**RECORDS FOR THIS EXERCISE**
----

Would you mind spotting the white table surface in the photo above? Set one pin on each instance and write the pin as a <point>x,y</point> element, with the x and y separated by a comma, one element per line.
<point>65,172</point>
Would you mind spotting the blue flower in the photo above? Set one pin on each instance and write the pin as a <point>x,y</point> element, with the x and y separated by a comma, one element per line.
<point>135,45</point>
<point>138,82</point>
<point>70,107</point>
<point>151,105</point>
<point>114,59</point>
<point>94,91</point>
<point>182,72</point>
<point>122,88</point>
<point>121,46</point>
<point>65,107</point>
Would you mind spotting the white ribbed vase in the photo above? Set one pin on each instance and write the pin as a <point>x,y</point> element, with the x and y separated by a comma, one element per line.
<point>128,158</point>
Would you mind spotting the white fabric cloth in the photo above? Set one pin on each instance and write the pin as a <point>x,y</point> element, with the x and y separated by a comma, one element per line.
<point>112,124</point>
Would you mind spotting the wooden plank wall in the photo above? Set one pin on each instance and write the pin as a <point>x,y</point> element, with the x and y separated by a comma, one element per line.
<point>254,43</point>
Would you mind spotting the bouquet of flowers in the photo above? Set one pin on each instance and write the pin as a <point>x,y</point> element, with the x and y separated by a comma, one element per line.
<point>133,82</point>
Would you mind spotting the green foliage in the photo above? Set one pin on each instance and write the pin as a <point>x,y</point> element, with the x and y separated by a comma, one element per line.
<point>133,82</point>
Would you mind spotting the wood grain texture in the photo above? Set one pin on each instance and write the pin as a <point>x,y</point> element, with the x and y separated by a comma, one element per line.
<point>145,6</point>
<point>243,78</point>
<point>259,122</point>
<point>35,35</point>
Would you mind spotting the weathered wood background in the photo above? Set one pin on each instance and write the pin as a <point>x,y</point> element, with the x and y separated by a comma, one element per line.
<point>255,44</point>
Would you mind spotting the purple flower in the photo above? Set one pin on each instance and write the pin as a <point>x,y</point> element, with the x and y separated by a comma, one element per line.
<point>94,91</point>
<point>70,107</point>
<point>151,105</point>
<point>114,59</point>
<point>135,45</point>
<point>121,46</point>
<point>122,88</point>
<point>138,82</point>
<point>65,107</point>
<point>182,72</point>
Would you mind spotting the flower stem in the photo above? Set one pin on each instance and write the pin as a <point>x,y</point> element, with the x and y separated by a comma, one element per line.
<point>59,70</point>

----

**JOB**
Scale the rows from the first one through the line containing "<point>35,35</point>", and reproduce every line in that stretch with the requests unchanged. In the answers, multiply each x and y coordinate by 0.2 and round it to a whole number, with halves rounding up.

**THE REPLY**
Would you mind spotting the white table surface in the photo above? Set one pin on each instance and write the pin as a <point>x,y</point> element, with the x and y separated by a comma, one element per line.
<point>13,34</point>
Would you mind spotting the blue flower in the photo above? Set one pin on each instance and write the pin as a <point>x,y</point> element, with the x and y separated by a comma, one element per line.
<point>27,9</point>
<point>28,16</point>
<point>14,21</point>
<point>30,21</point>
<point>23,12</point>
<point>19,18</point>
<point>36,14</point>
<point>24,18</point>
<point>24,9</point>
<point>13,21</point>
Would you mind spotting the white ribbed vase in the photo above? Set one pin on each instance and write the pin as a <point>x,y</point> element, with the x and y separated by a comma, one element per line.
<point>26,32</point>
Would you mind spotting the white fabric cloth in the photo above? Set one pin on each instance and write the pin as a <point>x,y</point> element, with the x and y separated by a comma, one element per line.
<point>22,25</point>
Would you mind spotting the wooden plank wall in the photo above? Set one pin on each instance and write the pin as a <point>x,y</point> element, with the x and y separated by a comma, one element per line.
<point>51,9</point>
Would you mind spotting the bouquet of flowers in the photo above? Set one pin on each instance and write the pin as a <point>x,y</point> element, with the x and y separated by a comma, one element per line.
<point>27,16</point>
Would you mind spotting the green foliage in the photo above? Set one pin on each instance and write the pin as a <point>x,y</point> element, with the x and y separated by a comma, one element per line.
<point>27,16</point>
Would you mind spotting the wood grain texture in the photo above? Set one pin on each instance and write the pin as a <point>x,y</point> element, with the x and y separated by a comma, one element per line.
<point>29,1</point>
<point>49,16</point>
<point>52,24</point>
<point>7,7</point>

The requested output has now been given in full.